§ WHAT THIS TASK INVOLVES: Output every line below without omitting or altering anything.

§ RECORDS SUPPLIED:
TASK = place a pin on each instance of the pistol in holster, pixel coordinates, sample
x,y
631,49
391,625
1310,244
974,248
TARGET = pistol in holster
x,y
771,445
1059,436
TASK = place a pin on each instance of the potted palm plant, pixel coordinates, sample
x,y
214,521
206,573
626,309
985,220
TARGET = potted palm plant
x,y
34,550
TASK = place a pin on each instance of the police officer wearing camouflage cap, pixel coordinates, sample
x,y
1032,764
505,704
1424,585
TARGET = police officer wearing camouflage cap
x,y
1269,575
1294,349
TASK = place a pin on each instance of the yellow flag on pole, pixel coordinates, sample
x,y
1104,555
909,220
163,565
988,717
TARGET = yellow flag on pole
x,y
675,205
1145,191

§ SOLUTION TO THIS EXERCISE:
TASK = place a pin on each instance of the pistol in holster, pixel coordinates, sample
x,y
631,49
391,625
1310,244
974,248
TARGET = pistol in holster
x,y
771,445
1059,436
TASK = place a pin on each instance of the potted palm plant, pixel coordinates, sample
x,y
214,521
206,573
626,309
985,220
TARGET = potted palm plant
x,y
34,550
TASK = place a pin on each instance of the police officer wearing camouflage cap, pixel coordinates, sample
x,y
1032,764
505,704
1424,585
TARGET = police officer wearing camouflage cap
x,y
1269,575
1294,349
TASK = place a pin on each instance of the yellow flag on pole, pixel coordinates, sample
x,y
1104,555
909,220
163,565
988,717
TARGET = yellow flag on pole
x,y
675,205
1145,191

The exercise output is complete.